[begin SOURCE TEXT]

Yes, I know I am technically wrong, but “Sales’voice” is fluent and perfectly understandable.
My version applies to names ending in “s” … as in Prince Charles’ favourite rottweiler.
Does anyone agree with me?
Yes, J. Haswell, I too prefer ‘Sales’ voice’ to ‘Sales’s voice’, but I imagine the reviewer is following the required style guide. Maybe less nitpicking, and more appreciation of the review, and of the book in question, which I was so keen to read about that I didn’t notice the extra sibilance. I have now reserved Any Ordinary Day at my library. Thank you, Shelley McInnis.
Dear Shelley, thank you for responding and ending my literary loneliness.
My earlier comment was in no way intended to reflect on the reviewer … merely a general comment on English grammar.
Being a book-lover and respecter of authors and most reviewers, and a person of little talent, I would be a bloody idiot to launch even mild criticism of those who “have a go”.
This is only the third time I have ventured anywhere into internet comments.
Please don’t slash my new-born confidence.
Apologies to Carol Middleton for confusing her with the reviewer Shelley McInnis.
Old age explains (77) explains it.
At any rate, I think the review is terrific and I would love to read Leigh Sales’ book.
I am an Australian who has spent the past 24 years travelling cheaply around S-E Asia.
Cable TV means the 7.30 Report is often available. I am a fan of Leigh Sales, Shelley McInnis and Carol Middleton.
Can we be friends now?
This review is consonant with other reviews I have seen of the book, and with what I have seen Leigh Sales say on air about it. The review gives a good lead in to what the book is about and why one may wish to read it, which is after all what reviews are for. And it is stylishly written!

[end SOURCE TEXT]
[begin ITEMS]

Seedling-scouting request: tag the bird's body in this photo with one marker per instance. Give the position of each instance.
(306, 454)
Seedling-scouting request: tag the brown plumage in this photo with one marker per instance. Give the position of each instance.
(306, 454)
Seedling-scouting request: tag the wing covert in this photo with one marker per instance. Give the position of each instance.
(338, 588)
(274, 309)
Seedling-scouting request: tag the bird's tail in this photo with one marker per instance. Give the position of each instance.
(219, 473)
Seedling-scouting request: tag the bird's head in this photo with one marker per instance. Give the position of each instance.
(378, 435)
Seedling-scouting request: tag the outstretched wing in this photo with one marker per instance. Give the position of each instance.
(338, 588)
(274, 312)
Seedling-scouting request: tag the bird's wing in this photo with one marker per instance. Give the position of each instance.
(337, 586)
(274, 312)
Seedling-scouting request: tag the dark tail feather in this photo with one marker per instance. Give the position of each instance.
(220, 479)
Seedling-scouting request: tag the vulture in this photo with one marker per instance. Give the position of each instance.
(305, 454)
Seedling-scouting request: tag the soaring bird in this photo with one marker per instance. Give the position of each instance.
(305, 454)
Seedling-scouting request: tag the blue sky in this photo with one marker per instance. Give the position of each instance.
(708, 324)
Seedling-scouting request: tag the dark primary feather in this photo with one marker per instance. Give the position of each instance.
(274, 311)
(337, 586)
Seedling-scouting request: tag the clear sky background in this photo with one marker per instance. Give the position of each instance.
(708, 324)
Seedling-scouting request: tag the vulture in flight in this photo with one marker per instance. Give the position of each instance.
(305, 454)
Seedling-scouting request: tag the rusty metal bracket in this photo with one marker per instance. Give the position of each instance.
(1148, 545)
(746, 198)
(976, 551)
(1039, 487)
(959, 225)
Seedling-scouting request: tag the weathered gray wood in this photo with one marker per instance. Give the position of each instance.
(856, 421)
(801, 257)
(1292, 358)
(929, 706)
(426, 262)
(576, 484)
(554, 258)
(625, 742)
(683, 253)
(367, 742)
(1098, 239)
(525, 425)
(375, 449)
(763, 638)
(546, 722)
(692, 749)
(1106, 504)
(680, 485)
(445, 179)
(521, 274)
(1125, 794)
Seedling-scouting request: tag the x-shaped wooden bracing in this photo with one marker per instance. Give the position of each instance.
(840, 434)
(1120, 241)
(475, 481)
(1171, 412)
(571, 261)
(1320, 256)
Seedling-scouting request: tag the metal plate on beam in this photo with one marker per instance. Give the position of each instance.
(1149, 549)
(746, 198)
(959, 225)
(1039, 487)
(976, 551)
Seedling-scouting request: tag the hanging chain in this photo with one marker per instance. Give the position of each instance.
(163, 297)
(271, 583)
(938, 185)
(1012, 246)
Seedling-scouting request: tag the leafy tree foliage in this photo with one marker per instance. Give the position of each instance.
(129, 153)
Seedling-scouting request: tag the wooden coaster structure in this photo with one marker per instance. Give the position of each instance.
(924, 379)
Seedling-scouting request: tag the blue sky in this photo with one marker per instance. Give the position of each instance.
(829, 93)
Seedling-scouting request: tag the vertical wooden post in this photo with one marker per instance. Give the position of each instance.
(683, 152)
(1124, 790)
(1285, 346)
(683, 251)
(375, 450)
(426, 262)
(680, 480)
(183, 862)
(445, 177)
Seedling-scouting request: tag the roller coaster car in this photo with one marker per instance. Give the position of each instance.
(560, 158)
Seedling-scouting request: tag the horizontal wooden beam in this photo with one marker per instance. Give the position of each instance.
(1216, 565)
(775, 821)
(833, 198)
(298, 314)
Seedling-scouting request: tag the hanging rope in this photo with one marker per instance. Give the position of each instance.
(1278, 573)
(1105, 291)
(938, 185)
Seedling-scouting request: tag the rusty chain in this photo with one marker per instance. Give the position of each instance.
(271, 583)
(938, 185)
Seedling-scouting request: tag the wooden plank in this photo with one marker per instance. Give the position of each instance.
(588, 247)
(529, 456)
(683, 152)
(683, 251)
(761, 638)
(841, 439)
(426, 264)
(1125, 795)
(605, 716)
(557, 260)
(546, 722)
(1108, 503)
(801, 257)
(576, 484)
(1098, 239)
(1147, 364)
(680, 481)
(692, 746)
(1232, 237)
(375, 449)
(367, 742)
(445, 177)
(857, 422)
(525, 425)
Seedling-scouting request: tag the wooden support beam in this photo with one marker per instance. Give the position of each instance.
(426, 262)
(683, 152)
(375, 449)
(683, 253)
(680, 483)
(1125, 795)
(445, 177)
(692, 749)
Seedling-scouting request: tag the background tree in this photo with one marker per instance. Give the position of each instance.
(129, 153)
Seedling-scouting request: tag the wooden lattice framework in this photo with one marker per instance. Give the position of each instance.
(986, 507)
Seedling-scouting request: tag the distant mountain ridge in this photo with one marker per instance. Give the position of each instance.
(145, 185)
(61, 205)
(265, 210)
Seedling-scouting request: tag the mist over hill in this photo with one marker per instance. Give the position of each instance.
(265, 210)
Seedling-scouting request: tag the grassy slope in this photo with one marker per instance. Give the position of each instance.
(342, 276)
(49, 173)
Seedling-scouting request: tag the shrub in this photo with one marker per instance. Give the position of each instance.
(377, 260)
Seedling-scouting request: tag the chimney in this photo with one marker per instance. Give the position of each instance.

[end ITEMS]

=== STATED PROBLEM 1 ===
In the reader comments above, reproduce the stretch from "This is only" through "and Carol Middleton.".
=== STATED PROBLEM 2 ===
Which book does one commenter say they reserved at the library, according to the reader comments?

=== WRITTEN RESPONSE 1 ===
This is only the third time I have ventured anywhere into internet comments.
Please don’t slash my new-born confidence.
Apologies to Carol Middleton for confusing her with the reviewer Shelley McInnis.
Old age explains (77) explains it.
At any rate, I think the review is terrific and I would love to read Leigh Sales’ book.
I am an Australian who has spent the past 24 years travelling cheaply around S-E Asia.
Cable TV means the 7.30 Report is often available. I am a fan of Leigh Sales, Shelley McInnis and Carol Middleton.

=== WRITTEN RESPONSE 2 ===
Any Ordinary Day